Outline records:
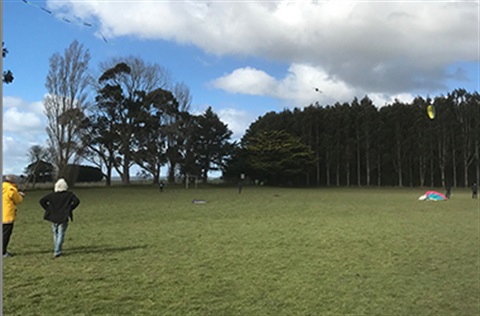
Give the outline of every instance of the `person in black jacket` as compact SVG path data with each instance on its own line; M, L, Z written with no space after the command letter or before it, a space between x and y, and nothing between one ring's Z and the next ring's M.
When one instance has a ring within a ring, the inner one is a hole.
M52 222L53 245L55 258L62 255L62 245L65 239L65 231L68 227L68 219L73 221L73 210L80 204L78 197L68 191L65 179L59 179L55 183L54 192L40 199L40 205L45 210L43 218Z

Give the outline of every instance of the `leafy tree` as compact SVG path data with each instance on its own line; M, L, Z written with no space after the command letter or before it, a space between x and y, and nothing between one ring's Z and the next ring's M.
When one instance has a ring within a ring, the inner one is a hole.
M243 141L253 176L271 184L290 182L315 164L314 152L285 131L259 132Z
M167 86L169 75L159 65L135 57L114 59L102 68L92 120L98 137L90 150L101 152L107 168L115 168L129 184L130 167L145 153L142 137L151 119L151 97Z
M49 151L56 176L66 178L71 185L74 179L65 173L65 168L79 161L85 148L82 134L86 131L89 60L88 49L77 41L72 42L63 56L56 53L50 58L45 84L48 95L43 103L48 120Z
M211 107L193 119L189 143L193 148L195 161L201 170L203 182L207 182L210 170L220 170L225 166L225 159L231 154L232 136L226 124L215 114Z
M35 187L37 182L52 181L53 165L46 162L49 159L48 151L40 145L33 145L28 150L30 164L25 168L27 183Z

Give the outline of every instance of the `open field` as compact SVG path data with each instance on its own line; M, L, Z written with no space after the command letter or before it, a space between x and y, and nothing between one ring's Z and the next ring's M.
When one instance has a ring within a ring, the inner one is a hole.
M78 188L53 259L28 192L3 260L4 315L479 315L468 190ZM193 204L204 199L206 204Z

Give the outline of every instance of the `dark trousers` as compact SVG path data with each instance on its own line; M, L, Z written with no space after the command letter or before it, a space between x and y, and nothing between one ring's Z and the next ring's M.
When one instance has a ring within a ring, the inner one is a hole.
M3 224L3 254L7 253L8 243L10 242L10 236L13 232L13 223Z

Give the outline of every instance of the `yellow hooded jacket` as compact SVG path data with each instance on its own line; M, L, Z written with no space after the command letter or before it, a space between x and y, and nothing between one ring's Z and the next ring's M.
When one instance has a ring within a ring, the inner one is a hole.
M17 205L23 201L23 197L20 195L20 193L18 193L18 189L15 184L3 182L2 201L2 223L13 223L17 215Z

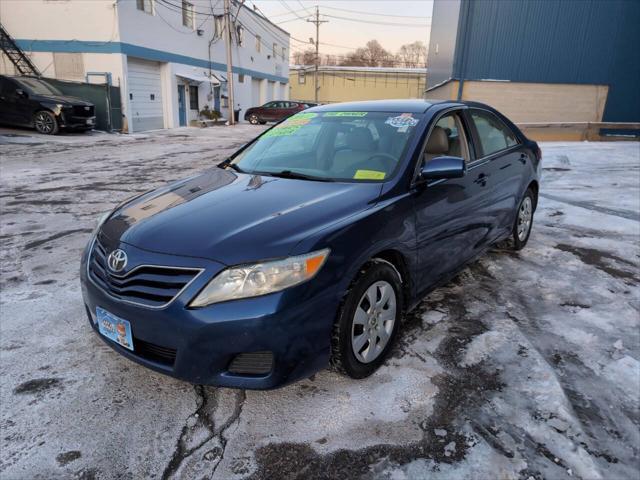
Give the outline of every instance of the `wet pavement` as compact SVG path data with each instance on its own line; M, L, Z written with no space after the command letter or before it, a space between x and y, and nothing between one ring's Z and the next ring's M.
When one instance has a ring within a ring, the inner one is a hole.
M0 130L0 478L639 477L638 143L542 144L527 248L425 298L368 379L193 386L96 338L78 262L99 215L261 128Z

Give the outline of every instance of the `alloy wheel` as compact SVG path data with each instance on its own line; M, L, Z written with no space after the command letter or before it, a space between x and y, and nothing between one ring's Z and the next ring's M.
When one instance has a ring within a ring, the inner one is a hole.
M396 293L381 280L362 295L351 327L351 346L356 359L371 363L384 351L396 321Z
M51 115L48 115L45 112L36 114L35 126L36 130L38 130L40 133L51 133L55 126L54 122L55 120L51 117Z

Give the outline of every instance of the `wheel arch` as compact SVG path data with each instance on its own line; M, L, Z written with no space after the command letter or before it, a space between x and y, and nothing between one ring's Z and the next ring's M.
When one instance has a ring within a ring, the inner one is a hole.
M402 284L402 296L404 297L404 302L402 303L406 309L406 307L409 305L412 291L411 271L409 269L407 259L402 254L402 252L398 250L386 249L372 255L368 262L375 262L376 260L391 264L396 273L398 273L398 275L400 276L400 283Z

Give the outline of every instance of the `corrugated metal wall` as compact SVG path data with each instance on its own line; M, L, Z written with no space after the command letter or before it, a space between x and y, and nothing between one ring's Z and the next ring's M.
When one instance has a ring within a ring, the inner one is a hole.
M462 0L459 25L454 78L609 85L604 120L640 121L640 1Z

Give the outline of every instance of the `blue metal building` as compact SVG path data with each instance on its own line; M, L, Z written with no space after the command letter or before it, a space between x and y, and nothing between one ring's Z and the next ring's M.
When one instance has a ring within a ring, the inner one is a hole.
M428 89L448 80L607 85L602 121L640 122L639 0L435 0Z

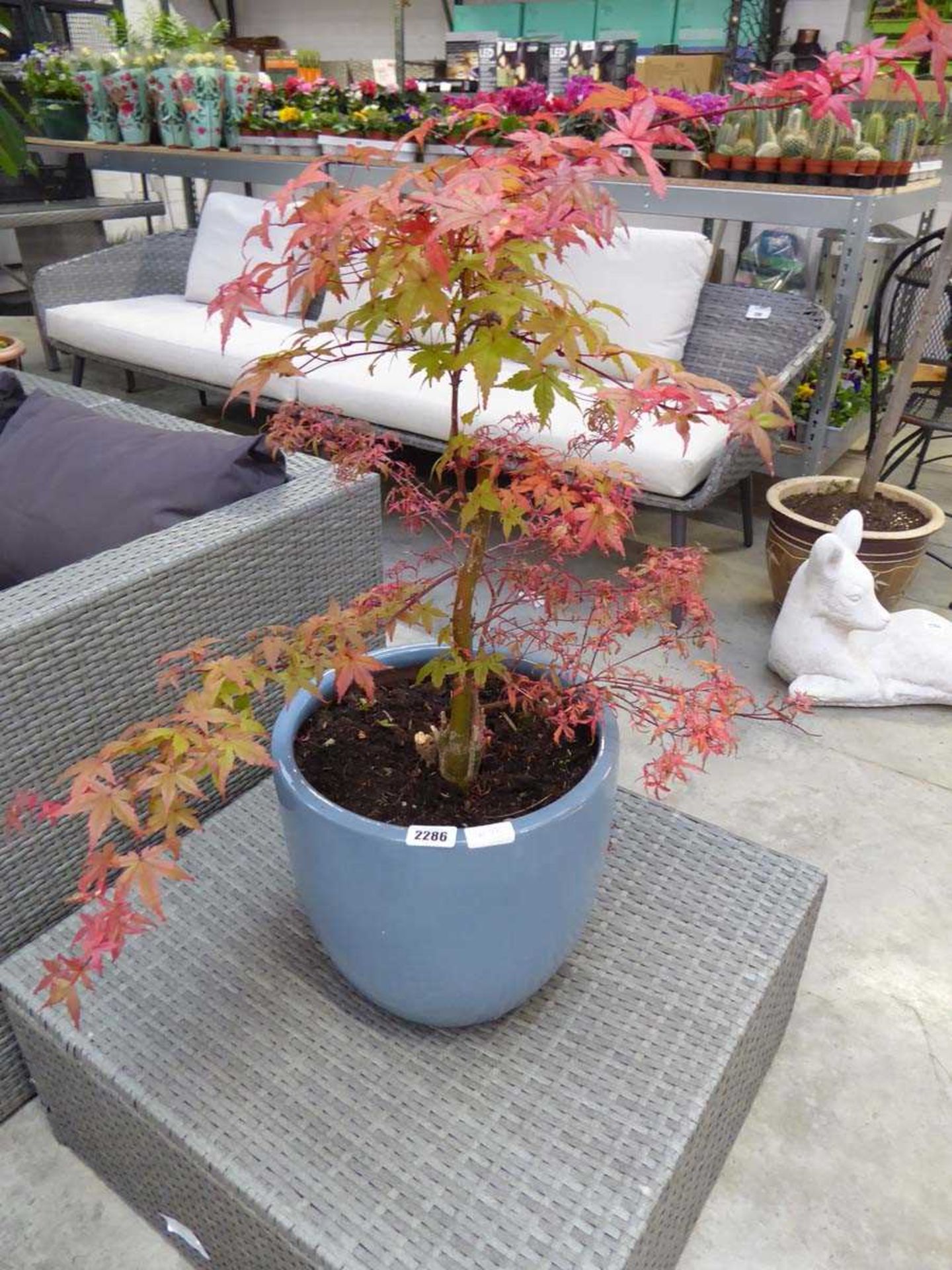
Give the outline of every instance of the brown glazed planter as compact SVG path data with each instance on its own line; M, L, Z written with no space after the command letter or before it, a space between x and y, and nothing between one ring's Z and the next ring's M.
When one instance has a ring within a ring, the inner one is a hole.
M829 159L805 159L803 171L807 185L825 185L830 173Z
M800 512L791 512L783 500L792 494L856 489L857 485L858 480L853 476L793 476L791 480L777 481L767 490L770 508L770 523L767 528L767 572L770 575L773 598L778 605L783 603L791 578L810 555L814 542L820 535L833 530L831 525L811 521ZM918 530L863 533L859 559L876 579L876 596L880 603L892 608L913 580L929 538L946 523L946 513L930 499L911 489L887 484L878 484L876 489L895 498L896 502L911 503L929 517Z
M781 155L777 168L781 182L787 182L790 185L798 185L803 179L805 163L806 160L802 155Z
M13 366L22 370L22 358L27 352L27 345L15 335L0 335L0 366Z

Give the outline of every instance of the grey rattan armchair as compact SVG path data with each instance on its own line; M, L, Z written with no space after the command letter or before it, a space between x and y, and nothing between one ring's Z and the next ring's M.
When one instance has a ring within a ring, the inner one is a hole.
M202 427L53 381L23 381L155 427ZM289 458L288 472L278 489L0 592L4 805L19 789L48 790L77 757L157 712L161 653L201 636L237 648L249 630L301 621L380 580L377 479L341 486L327 464L303 457ZM65 824L3 842L0 958L63 917L84 850ZM29 1096L0 1011L0 1120Z
M34 283L41 324L44 323L47 309L57 305L184 293L193 240L194 231L160 234L47 265L39 271ZM748 318L751 302L768 307L769 318ZM802 296L764 296L749 287L707 283L701 292L683 362L687 370L721 380L739 392L750 387L758 371L774 376L782 387L790 387L803 373L831 331L833 323L826 310ZM84 351L56 340L53 344L62 352L74 354L75 377L81 378ZM102 354L95 356L103 359ZM138 370L118 358L109 361L129 375ZM202 392L209 386L180 375L166 377L189 384ZM418 438L407 434L407 441L414 439ZM419 439L425 448L433 448L432 439ZM762 470L762 462L754 448L735 443L726 448L707 479L687 498L644 493L640 502L670 511L671 541L680 546L687 535L688 513L707 507L736 485L744 516L744 541L750 546L751 478L758 470Z

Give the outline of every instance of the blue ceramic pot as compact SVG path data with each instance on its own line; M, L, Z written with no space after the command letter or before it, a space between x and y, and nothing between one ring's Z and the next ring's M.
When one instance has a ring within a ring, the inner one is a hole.
M438 649L374 654L418 667ZM321 681L329 698L333 674ZM562 798L509 822L512 841L410 842L410 832L347 812L294 762L294 738L320 701L300 692L272 739L297 893L340 973L413 1022L462 1027L514 1010L559 969L595 898L614 810L618 729L608 718L592 768ZM505 831L490 837L505 838Z

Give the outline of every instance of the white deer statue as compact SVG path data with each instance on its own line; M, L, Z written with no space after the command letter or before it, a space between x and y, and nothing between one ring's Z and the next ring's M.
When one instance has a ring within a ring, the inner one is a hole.
M928 608L889 613L856 552L848 512L814 542L790 584L768 664L817 705L952 705L952 622Z

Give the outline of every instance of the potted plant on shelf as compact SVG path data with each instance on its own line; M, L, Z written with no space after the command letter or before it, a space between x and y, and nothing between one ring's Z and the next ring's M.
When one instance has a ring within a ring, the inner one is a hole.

§ CHALLENGE: Count the lines in the items above that contain the string "metal", matching case exactly, and give only the number.

§ FULL RESPONSE: 2